▸ **THINGS TO DO**:
A - Copy the passage of the Sesame Street post verbatim, starting at "I never watched" and ending at "same damn bats.".
B - Write what comes next in the Sesame Street post, picking up after its final sentence.

### TEXT SECTION ###

Monday 5 December 2011

Sesame Street

Molest Me Elmo

I never watched
Sesame Street
as a kid. One thing is that I don’t like learning. I already go to school and have learned enough. I don’t need some blood sucking vampire asking how many bats there are. I don’t know much but it started in the late sixties. They must have repeats because the vampire is fucking pissed off counting the same damn bats.

It’s a new world today and kids have video games and the internet and have no need for hippy puppets. Also I heard there goes the neighborhood. It has gone down hill now with pimps and drug dealers and the gang can’t afford to go to a nicer place. It’s now called
Crack Street
.  Oscar the Grouch doesn’t give a shit and deals out of his can.

Big Bird is the giant bird freak. Is it a chick, ha-ha, or a dude? I always wonder if the Bird ever laid eggs because they’d be huge. Those eggs will make one damn fine omelet. McDonalds has contacted Big Bird and they want his help to make the Mega Egg Mc Muffin.

### INFORMATION SHOWN ###

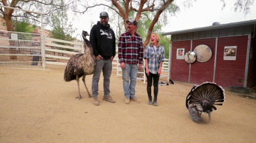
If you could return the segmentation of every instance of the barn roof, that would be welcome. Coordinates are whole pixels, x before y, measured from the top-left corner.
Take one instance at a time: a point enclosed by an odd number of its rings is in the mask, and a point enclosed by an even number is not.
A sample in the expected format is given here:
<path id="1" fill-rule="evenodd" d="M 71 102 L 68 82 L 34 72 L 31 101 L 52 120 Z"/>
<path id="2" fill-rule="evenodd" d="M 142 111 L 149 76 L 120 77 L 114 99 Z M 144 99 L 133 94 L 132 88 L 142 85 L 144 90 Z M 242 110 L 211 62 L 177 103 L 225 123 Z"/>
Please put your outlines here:
<path id="1" fill-rule="evenodd" d="M 222 24 L 222 25 L 212 25 L 209 27 L 195 28 L 192 29 L 164 32 L 162 34 L 162 35 L 163 36 L 173 35 L 177 34 L 189 33 L 189 32 L 199 32 L 203 30 L 210 30 L 225 28 L 229 28 L 229 27 L 240 27 L 240 26 L 249 25 L 255 25 L 255 24 L 256 24 L 256 19 L 254 19 L 254 20 L 244 21 L 240 21 L 236 23 L 230 23 L 227 24 Z"/>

###

▸ **TASK-BY-TASK OUTPUTS**:
A -
I never watched
Sesame Street
as a kid. One thing is that I don’t like learning. I already go to school and have learned enough. I don’t need some blood sucking vampire asking how many bats there are. I don’t know much but it started in the late sixties. They must have repeats because the vampire is fucking pissed off counting the same damn bats.

B -
Oscar the Grouch is that pissed off green freak that lives in a garbage can. I’d be little grumpy if I lived and shit in a damn garbage can too, having people throwing used condoms and dog crap down it. I always wonder if the garbage truck ever accidentally picked up his garbage can  and crushed him while he was inside the truck. Oh Oscar you fool.

I know kids everywhere will be pissed off with me but I find Elmo annoying as hell. I hate his voice and his stupid red naked body. I just want to punch his fucking eyeballs off. Honestly he has no fucking teeth and only three fingers.

I remember way back there was tickle me Elmo. It was a stuffed animal that makes laughing noises. So all it does is laugh when you touch him. Unless your kid is not a complete retard he or she would get suck of it in an afternoon. It’s just like cabbage patch kids; the parents want them more than the kid.

I’ll admit that I did have a favorite stuffed animal. It was one of those Popples that turn inside out into a ball. I had the soccer one, it was sweet. I also have this faggy pink popple. Back to Elmo. I wonder if you touch him in his special place he’d say Elmo doesn’t like you touching Elmo down there.

I saw a Family Guy episode already making fun of the Count von Count but here’s my take. Do you think he sucks blood from other children? He’s always counting bats, apples or guns and I don’t think the kids are learning dick all. You are about to write your SATs and get stuck on a math question. Okay, remember what the vampire said, if you have one vampire and every night the vampire makes another vampire, how many vampires will there be in a month?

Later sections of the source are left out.